— START RECORDS SHOWN —

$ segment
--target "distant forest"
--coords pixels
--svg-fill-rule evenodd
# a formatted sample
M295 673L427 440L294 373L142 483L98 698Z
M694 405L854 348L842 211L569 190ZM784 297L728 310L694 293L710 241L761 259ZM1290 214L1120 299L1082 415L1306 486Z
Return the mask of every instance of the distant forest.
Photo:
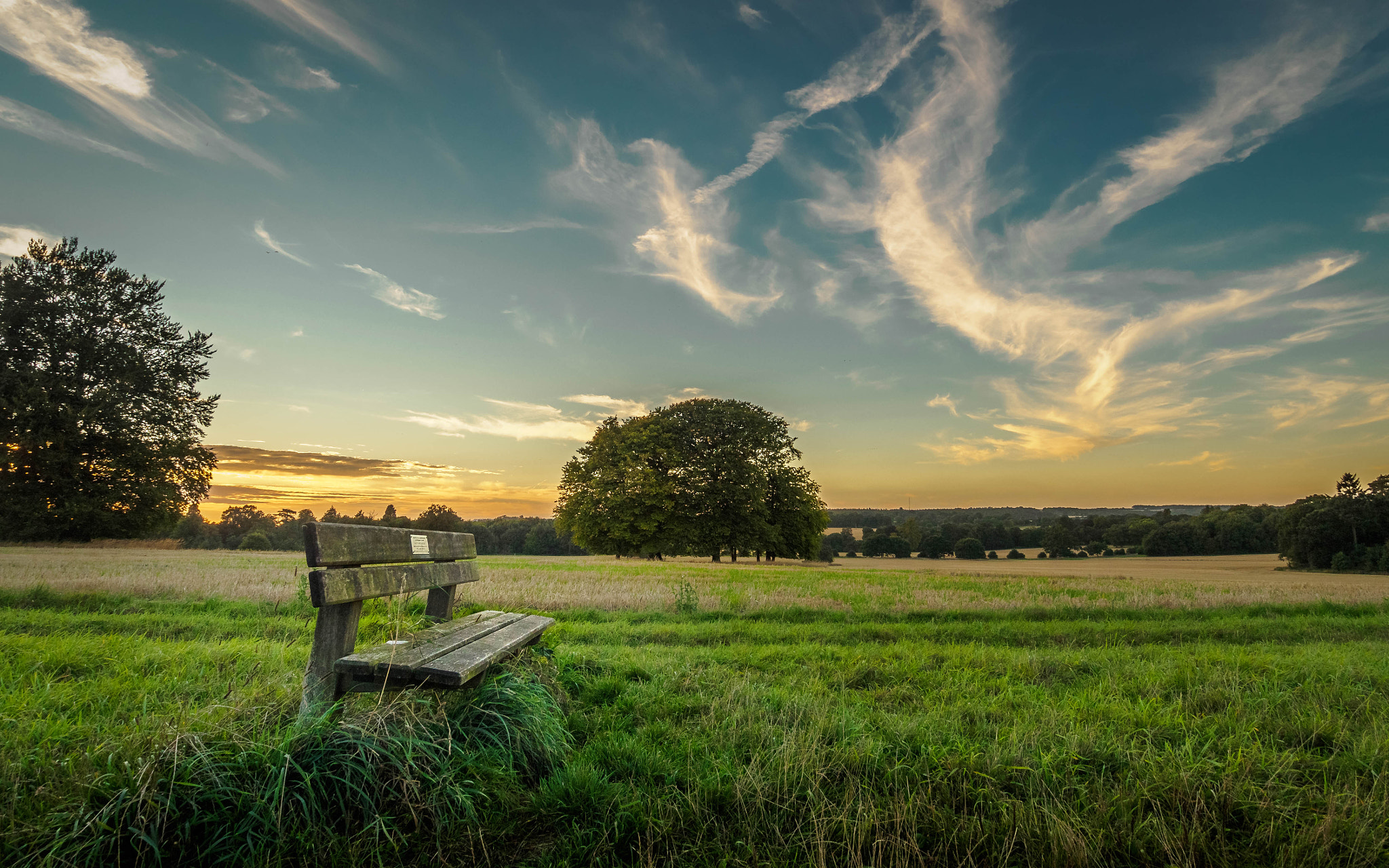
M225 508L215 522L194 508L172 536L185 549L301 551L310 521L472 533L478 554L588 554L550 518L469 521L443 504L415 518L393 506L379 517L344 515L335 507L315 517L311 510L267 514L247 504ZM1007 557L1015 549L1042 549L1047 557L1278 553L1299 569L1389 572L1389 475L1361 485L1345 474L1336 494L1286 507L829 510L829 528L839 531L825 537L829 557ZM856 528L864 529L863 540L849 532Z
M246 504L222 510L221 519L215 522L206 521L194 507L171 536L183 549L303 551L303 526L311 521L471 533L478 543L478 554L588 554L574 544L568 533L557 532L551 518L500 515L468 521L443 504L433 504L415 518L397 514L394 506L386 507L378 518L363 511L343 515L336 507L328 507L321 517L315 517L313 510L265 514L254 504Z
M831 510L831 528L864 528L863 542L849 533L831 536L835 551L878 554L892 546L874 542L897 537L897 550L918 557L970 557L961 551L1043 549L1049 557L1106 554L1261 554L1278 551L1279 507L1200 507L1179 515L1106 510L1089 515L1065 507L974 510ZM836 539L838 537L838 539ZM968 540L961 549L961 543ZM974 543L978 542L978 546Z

— END RECORDS SHOWN —
— START RECORDS SHOWN —

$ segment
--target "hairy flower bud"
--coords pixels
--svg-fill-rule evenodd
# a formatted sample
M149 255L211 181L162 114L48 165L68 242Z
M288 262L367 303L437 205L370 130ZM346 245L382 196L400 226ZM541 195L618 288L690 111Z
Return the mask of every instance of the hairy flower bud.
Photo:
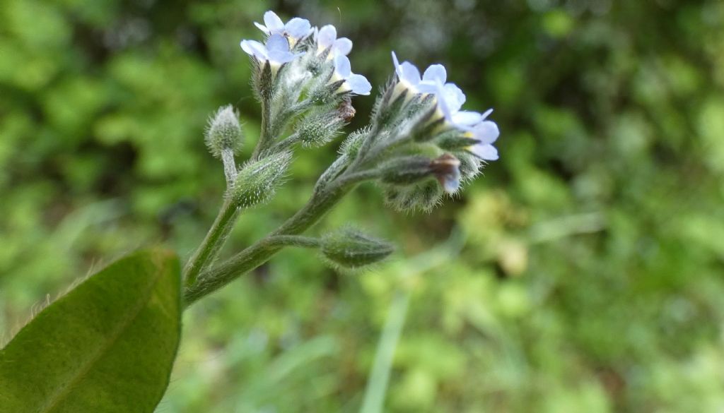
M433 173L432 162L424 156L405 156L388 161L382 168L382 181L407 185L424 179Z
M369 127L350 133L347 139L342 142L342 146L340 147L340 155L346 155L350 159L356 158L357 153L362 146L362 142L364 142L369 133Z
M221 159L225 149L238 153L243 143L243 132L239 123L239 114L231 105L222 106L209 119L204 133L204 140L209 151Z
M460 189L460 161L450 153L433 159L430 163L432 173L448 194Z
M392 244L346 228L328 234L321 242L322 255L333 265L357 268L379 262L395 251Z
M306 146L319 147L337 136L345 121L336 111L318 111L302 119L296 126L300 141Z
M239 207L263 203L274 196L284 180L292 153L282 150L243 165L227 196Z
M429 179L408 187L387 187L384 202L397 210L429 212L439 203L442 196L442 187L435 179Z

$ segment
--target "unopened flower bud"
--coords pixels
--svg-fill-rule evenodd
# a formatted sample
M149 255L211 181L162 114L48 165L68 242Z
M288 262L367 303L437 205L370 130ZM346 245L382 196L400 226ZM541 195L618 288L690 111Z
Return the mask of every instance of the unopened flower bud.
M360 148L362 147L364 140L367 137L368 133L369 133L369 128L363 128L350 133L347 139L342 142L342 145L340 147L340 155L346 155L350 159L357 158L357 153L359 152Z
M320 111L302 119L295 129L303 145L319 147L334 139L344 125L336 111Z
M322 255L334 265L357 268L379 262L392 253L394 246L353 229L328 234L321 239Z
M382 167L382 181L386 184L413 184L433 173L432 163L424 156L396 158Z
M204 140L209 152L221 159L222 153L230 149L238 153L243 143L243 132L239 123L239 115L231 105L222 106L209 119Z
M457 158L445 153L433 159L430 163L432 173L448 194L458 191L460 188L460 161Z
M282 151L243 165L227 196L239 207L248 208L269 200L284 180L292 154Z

— END RECORDS SHOWN —

**CHALLENGE**
Count the lines in the records above that contain the word "unopened". Reply with the number alone.

**RESPONSE TO THIS TASK**
2